Numa determinada fase
da vida montou um negócio no ramo alimentar, que o obrigava a ir para a estrada
muito cedo. E a fazer muitas viagens.
Um dia dirigia-se a
Espanha com a carrinha carregada de presuntos. O livro das guias de remessa seguia,
como de costume, no porta-luvas.
Já perto da fronteira
foi mandado parar por uma brigada de trânsito. A continência da ordem e o
pedido habitual.
– Os seus documentos,
por favor.
O Moreira nem lhes
deu tempo para dizer mais nada.
– Oh Senhor Guarda, hoje
você e o seu colega deviam jogar no totoloto ou comprar lotaria. Mas que
pontaria com que vocês estão! Hoje vocês ganhavam o “Euromilhões”. Não vão
acreditar mas levo a carrinha carregada de presuntos, tenho aqui o livro das
guias de remessa e com a pressa saí de casa sem as preencher.
– Deviam jogar no
totobola, na lotaria... eu sei lá. Vocês estão cá com uma pontaria!

▶ **DADOS RECOLHIDOS**:

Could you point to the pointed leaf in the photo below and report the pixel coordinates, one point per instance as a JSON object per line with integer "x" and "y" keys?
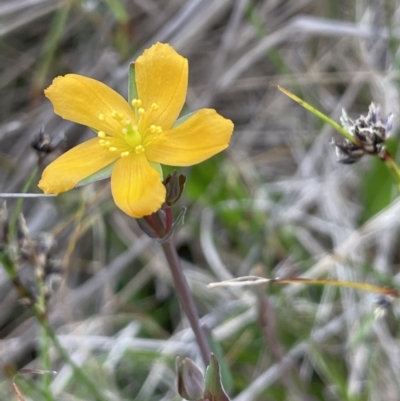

▶ **O QUE FAZER**: Prossiga a história do Moreira mandado parar pela brigada de trânsito, começando logo a seguir à última frase apresentada.

▶ **RESPOSTA À TAREFA**:
E... repetia-se,
repetindo os argumentos da sorte e do jogo até à exaustão.
Num dos intervalos do
“arrazoado” do Moreira um dos guardas pediu-lhe para se calar.
– Preencha lá as
guias e siga…
Poucos dias depois
estavam os três a almoçar algures na zona de Vila Franca de Xira. A atitude pedagógica
dos guardas granjeou dois novos amigos para o Moreira. E se não ganharam o “Euromilhões”
ganharam um amigo especial.
O Moreira além de “um
desenrascado” é também um ser humano de excepção. E um amigo que não esqueço.